_WORK TO BE COMPLETED_.
Print every one of the entries below verbatim, line for line.
====== RECORDS PROVIDED ======
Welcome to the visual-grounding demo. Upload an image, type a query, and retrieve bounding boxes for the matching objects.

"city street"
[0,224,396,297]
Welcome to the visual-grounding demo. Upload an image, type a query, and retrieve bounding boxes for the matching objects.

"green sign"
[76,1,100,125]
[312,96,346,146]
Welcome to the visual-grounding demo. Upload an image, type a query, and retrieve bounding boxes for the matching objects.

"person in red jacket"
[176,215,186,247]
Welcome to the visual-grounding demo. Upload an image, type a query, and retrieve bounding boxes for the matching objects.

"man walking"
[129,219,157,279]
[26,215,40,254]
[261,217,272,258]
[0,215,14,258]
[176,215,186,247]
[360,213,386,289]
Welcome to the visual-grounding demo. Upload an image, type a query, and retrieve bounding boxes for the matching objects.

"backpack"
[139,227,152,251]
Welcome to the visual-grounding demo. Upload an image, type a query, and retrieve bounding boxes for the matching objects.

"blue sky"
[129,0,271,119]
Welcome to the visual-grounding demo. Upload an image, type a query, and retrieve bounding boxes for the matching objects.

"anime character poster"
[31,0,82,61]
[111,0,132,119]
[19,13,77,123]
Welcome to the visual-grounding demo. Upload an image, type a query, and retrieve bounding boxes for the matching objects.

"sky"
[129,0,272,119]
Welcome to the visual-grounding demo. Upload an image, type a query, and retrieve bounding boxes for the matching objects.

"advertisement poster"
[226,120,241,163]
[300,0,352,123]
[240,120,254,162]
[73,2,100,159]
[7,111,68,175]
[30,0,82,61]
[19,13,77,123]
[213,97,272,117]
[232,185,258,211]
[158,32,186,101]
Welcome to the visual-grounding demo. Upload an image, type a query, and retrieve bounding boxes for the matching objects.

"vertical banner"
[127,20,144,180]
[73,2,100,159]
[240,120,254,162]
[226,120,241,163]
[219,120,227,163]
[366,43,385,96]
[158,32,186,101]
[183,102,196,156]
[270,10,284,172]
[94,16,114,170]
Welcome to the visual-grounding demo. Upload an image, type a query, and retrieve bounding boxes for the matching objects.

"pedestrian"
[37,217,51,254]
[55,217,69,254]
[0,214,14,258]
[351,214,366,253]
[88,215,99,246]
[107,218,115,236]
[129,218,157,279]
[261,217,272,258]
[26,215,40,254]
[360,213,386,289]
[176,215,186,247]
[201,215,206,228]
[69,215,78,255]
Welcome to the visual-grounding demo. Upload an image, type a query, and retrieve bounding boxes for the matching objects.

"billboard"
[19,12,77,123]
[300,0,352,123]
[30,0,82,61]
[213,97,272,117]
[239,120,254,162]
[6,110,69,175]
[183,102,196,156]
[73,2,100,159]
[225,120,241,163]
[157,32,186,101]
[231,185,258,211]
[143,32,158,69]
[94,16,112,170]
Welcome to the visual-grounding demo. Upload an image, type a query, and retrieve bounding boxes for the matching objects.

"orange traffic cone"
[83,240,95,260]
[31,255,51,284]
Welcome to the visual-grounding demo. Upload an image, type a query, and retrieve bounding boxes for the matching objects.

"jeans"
======
_OUTPUT OF THE TASK_.
Welcome to the visual-grounding demo. Upload an image, type a query, and retrieve bounding boxes for the matching objects.

"city street"
[0,224,396,297]
Welcome to the visual-grounding demo. Upload an image, type a query, and retrieve bounding boxes for the matching objects.

"green sign"
[76,1,100,125]
[312,96,346,146]
Welcome to the visual-grounding demo. Upload an image, type a query, and retrieve bounding boxes for the matching objects.

"person in red jacket"
[176,215,186,247]
Welcome to the visual-grounding demo. Upload an image, type a query, and retrieve bounding boxes for the matching objects.

"man walking"
[129,219,157,279]
[26,215,40,254]
[261,217,272,258]
[0,215,14,258]
[176,215,186,247]
[360,213,386,289]
Welcome to the visual-grounding demo. Upload an image, type a query, and retrieve bounding boxes for the matching objects.

"backpack"
[139,227,152,251]
Welcome to the visual-grounding demo. Upload an image, type a query, and retrieve bounding boxes for the matching objects.

"blue sky"
[129,0,271,119]
Welcome to the visual-grounding demo. Upload an image, type a query, and retrieve bounding boxes for the matching objects.

"anime character poster"
[31,0,82,61]
[111,0,132,119]
[19,13,77,123]
Welcome to the visual-grounding demo. Upload an image, type a query, and retrieve bounding boxes for the matching objects.

"sky"
[129,0,272,119]
Welcome to the visual-grounding demo. Upload an image, type a query, and retrieve bounding boxes for the matching objects.

"advertisement poster"
[226,120,241,163]
[300,0,352,123]
[240,120,254,162]
[73,2,100,159]
[7,111,68,175]
[30,0,82,61]
[19,13,77,123]
[213,97,272,117]
[232,185,258,211]
[158,32,186,101]
Welcome to the visual-grounding demo. Upload an image, type a query, and retrieve bounding boxes for the matching objects.

"vertical banner"
[127,20,144,180]
[73,2,100,159]
[240,120,254,162]
[226,120,241,163]
[219,120,227,163]
[366,43,385,96]
[158,32,186,101]
[183,102,196,156]
[270,10,284,172]
[94,16,114,170]
Welcome to the visual-grounding demo. Upload an image, type a query, and retrieve bounding boxes for the matching objects.

"pedestrian"
[37,217,51,254]
[55,217,69,254]
[0,214,14,258]
[351,214,366,253]
[88,215,99,246]
[107,218,115,236]
[129,218,157,279]
[261,217,272,258]
[26,215,40,254]
[360,213,386,289]
[176,215,186,247]
[201,215,206,228]
[69,215,78,255]
Welcome to the visual-grounding demo. Upload an image, type a query, and retrieve bounding boxes for the matching objects.

"billboard"
[19,12,77,123]
[300,0,352,123]
[30,0,82,61]
[213,97,272,117]
[239,120,254,162]
[6,110,69,175]
[183,102,196,156]
[73,2,100,159]
[225,120,241,163]
[157,32,186,101]
[231,185,258,211]
[143,32,158,69]
[94,16,112,170]
Welcome to the visual-grounding demo. Upload an image, type a query, and retrieve bounding boxes for the matching objects.

"orange traffic cone"
[83,240,95,260]
[31,255,51,284]
Welcome to the visual-grounding demo. Upload an image, type a query, and retrieve bounding boxes for the matching objects.

"jeans"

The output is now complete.